» Exercise instructions:
Reproduce the listing below line for line, keeping every word, number, and punctuation mark unchanged.
-- Start of Data for the task --
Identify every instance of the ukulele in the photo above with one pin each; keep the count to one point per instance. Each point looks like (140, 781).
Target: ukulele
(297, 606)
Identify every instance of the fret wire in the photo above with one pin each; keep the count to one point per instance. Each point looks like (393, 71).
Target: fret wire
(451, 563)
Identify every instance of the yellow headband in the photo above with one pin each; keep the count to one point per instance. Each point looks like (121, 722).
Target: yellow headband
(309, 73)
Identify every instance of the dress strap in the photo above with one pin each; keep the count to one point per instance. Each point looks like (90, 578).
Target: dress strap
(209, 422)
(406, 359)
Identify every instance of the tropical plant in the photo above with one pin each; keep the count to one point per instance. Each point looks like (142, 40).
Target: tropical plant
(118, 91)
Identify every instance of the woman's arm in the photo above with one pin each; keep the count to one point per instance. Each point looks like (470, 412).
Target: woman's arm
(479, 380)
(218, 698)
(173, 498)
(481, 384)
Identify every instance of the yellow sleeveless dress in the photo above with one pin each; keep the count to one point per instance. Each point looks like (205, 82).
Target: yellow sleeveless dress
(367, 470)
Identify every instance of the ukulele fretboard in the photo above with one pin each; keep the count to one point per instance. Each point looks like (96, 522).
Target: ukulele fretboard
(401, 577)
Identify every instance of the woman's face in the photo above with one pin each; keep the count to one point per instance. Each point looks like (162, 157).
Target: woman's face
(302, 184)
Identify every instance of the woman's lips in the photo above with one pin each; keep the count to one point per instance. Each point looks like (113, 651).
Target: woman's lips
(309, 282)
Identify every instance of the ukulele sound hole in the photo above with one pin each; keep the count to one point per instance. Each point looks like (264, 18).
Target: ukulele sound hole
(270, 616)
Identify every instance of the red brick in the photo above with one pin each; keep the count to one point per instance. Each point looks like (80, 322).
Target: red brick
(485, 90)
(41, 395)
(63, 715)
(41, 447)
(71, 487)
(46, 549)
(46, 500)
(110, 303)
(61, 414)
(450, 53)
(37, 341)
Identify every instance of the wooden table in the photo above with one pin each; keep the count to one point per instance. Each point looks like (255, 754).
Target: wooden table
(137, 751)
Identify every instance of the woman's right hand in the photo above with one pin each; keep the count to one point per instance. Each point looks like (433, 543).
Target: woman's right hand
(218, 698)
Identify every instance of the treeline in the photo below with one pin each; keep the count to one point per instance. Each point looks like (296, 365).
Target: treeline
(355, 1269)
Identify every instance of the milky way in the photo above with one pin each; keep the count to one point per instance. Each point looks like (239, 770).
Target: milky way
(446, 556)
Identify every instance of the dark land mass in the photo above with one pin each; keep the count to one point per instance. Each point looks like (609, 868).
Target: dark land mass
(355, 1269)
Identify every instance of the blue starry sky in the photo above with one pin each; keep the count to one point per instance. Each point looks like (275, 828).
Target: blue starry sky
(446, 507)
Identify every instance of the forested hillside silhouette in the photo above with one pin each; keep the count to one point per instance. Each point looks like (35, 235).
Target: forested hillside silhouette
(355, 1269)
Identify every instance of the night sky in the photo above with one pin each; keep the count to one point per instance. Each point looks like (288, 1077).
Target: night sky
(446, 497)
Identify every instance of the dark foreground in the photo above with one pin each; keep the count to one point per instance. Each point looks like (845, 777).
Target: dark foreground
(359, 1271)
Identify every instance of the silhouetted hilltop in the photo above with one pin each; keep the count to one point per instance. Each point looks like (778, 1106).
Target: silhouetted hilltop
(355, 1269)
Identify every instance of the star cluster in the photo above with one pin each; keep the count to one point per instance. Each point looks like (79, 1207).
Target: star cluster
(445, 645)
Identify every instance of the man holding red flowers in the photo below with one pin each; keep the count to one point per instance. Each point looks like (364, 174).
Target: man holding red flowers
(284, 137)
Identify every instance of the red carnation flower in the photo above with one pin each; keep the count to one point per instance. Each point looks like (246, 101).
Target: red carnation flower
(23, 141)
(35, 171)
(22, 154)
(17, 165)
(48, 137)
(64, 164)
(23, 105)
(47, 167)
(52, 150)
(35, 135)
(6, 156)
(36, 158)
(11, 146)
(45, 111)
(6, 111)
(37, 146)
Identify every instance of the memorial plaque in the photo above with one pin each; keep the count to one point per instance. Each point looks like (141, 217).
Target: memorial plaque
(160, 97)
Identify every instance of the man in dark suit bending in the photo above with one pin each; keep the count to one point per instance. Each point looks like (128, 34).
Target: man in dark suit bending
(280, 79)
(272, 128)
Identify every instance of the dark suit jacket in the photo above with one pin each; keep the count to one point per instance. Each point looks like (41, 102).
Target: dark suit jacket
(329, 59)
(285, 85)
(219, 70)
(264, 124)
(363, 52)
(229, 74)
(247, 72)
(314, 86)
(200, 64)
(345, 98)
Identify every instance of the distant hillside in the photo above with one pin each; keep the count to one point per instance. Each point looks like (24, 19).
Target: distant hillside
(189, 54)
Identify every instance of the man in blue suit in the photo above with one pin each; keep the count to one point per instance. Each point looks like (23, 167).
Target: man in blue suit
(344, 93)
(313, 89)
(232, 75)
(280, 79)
-- End of Data for the task --
» Task solution:
Identify every instance of the ukulele in the photo above with one pin each; keep the count to one point per instance. Each point looks like (140, 781).
Target: ukulele
(297, 606)
Identify every instance of the fret wire in the photo above with one pin each; keep the count to one point per instance. Each point looks like (393, 71).
Target: fret wire
(451, 563)
Identify every instance of the yellow headband in the photo above with one pin each; keep the count to one point per instance. Each point looks like (121, 722).
Target: yellow headband
(309, 73)
Identify every instance of the dress strap in the photo above with one pin each; keep the count to one point per instance. Each point looks like (90, 578).
Target: dress strap
(209, 422)
(406, 359)
Identify every instance of the tropical plant in the photo above with one pin each; keep the count to one point per instance. Each point looks like (142, 40).
Target: tropical plant
(118, 91)
Identify every instance of the woman's arm in the photo above with one pin each; keep the count to one point per instance. Each point looks like (470, 412).
Target: woman's arm
(479, 380)
(218, 698)
(173, 498)
(481, 384)
Identify every instance of the yellow sleeveless dress in the photo above with one pin each; keep the count to one point per instance. Each point looks like (205, 82).
Target: yellow sleeveless dress
(367, 470)
Identify every instance of the ukulele fretboard in the photo above with one pin each; keep the count to one point per instance. Each point looks like (96, 522).
Target: ukulele fretboard
(401, 577)
Identify every instance of the woman's face in the photo above with one pin each; keep the count to one point per instance. Each point looks like (162, 157).
Target: woman's face
(302, 184)
Identify every instance of the woman's lips in the photo above with one pin each; keep the count to one point per instance. Each point looks like (113, 651).
Target: woman's lips
(309, 282)
Identify every instance of the ukulele sound hole in the photo above with one pin each; keep the count to one point per instance. Each point looks like (264, 18).
Target: ukulele sound hole
(270, 616)
Identify every instance of the red brick in the photo above with one pin each; keep the count to one point per instance. Each point looks like (80, 322).
Target: red brick
(485, 90)
(41, 395)
(63, 715)
(41, 447)
(71, 487)
(46, 549)
(46, 500)
(110, 303)
(61, 414)
(450, 53)
(37, 341)
Identify every instance of the wooden table in the photo above with one pin each; keep the count to one point per instance. Each point looks like (255, 754).
Target: wooden table
(137, 751)
Identify every instance of the woman's right hand in the photo above with one pin each; keep the count to one point per instance. Each point looks like (433, 543).
Target: woman's right hand
(218, 698)
Identify every instance of the treeline in the photo below with one pin each; keep the count to one point per instance. Each point looks like (296, 365).
Target: treeline
(355, 1269)
Identify every instance of the milky way in the photo above with one pin each; keep the count to one point per instance. Each point looks like (239, 770).
Target: milky way
(446, 556)
Identify every instance of the dark land mass in the photo above with one pin each; keep the count to one point per instance. Each point looks like (609, 868).
Target: dark land mass
(355, 1269)
Identify every instance of the blue starry sky in the photo above with one pin each; keep the count to one point per instance. Each point looks like (275, 828).
Target: blue starry sky
(446, 507)
Identify every instance of the forested hillside silhouette in the photo above with one pin each; keep the count to one point per instance. Each point looks like (35, 235).
Target: forested hillside silhouette
(355, 1269)
Identify every instance of the night sky in the photo above with one pin each; keep the count to one point per instance. Each point looks like (288, 1077).
Target: night sky
(446, 497)
Identify every instance of the dark foreground in the photo above with one pin each; keep the count to one point per instance. Each point looks like (845, 777).
Target: dark foreground
(359, 1271)
Identify every instance of the silhouetted hilltop in the photo above with one pin each; keep the count to one point per instance. Each point looks like (778, 1106).
Target: silhouetted hilltop
(355, 1269)
Identify every instance of the star cluster in the photo above with one pin each; keep the count to one point per instance. Each point looks like (79, 1207).
Target: star cluster
(445, 645)
Identify every instance of the man holding red flowers in the photo below with one pin each; keep the count to one point per instance. Each point looks like (364, 174).
Target: man holding red flowers
(284, 137)
Identify every instance of the red carnation flower in the photo above with one pin each; keep the count to one point per instance. Each point looks like (246, 101).
Target: red carnation flower
(23, 141)
(35, 171)
(22, 154)
(17, 165)
(48, 137)
(64, 164)
(23, 105)
(47, 167)
(52, 150)
(35, 135)
(6, 156)
(36, 158)
(11, 146)
(45, 111)
(6, 111)
(37, 146)
Identify every instance of the memorial plaque in the photo above with one pin each; keep the count to one point per instance. Each point looks like (141, 217).
Target: memorial plaque
(160, 97)
Identify every instance of the man in dark suit bending in the photo above with one pin each; keep the count to one point per instance. Each point looks like (128, 34).
Target: man in dark suit bending
(280, 79)
(272, 128)
Identify every instance of the dark suit jacket in the photo above with one pin each; keep the count to one point per instance. Each point looks like (41, 102).
Target: dark suit jacket
(329, 59)
(285, 85)
(219, 70)
(264, 124)
(363, 52)
(229, 74)
(247, 72)
(314, 86)
(200, 64)
(345, 98)
Identify every instance of the distant hillside in the photo above with one pin each; keep the count to one point per instance. Each point looks like (24, 19).
Target: distant hillside
(189, 54)
Identify every instance of the man in blue suit in the photo above with one pin each; keep the count to one point per instance. Each point looks like (23, 167).
Target: man in blue suit
(344, 93)
(313, 89)
(232, 75)
(280, 79)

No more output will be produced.